» YOUR GOAL: Locate every line in the items below that contains the string "fill", and copy each of those lines.

(Shape annotation entries)
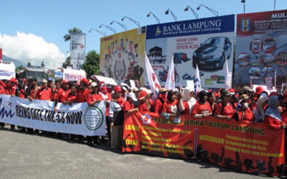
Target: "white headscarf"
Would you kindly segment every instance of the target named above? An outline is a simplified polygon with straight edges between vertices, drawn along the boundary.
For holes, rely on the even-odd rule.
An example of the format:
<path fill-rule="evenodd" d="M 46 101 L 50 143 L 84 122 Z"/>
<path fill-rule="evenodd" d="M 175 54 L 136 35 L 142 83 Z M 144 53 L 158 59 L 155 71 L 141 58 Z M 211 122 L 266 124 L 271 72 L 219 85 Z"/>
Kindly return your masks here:
<path fill-rule="evenodd" d="M 192 111 L 192 109 L 193 109 L 193 107 L 196 103 L 196 101 L 193 97 L 190 97 L 190 93 L 191 92 L 194 92 L 194 91 L 189 87 L 185 87 L 183 91 L 183 99 L 184 101 L 186 101 L 188 103 L 188 106 L 189 107 L 189 114 L 191 113 Z"/>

» RIGHT ANSWER:
<path fill-rule="evenodd" d="M 46 101 L 50 143 L 84 122 Z"/>
<path fill-rule="evenodd" d="M 175 54 L 136 35 L 142 83 Z M 144 53 L 158 59 L 155 71 L 141 58 Z M 211 122 L 266 124 L 271 72 L 219 85 Z"/>
<path fill-rule="evenodd" d="M 192 111 L 192 109 L 193 109 L 193 107 L 196 103 L 196 101 L 193 97 L 190 97 L 190 93 L 191 92 L 194 92 L 194 91 L 189 87 L 185 87 L 183 91 L 183 99 L 184 101 L 186 101 L 188 103 L 188 106 L 189 107 L 189 114 L 191 113 Z"/>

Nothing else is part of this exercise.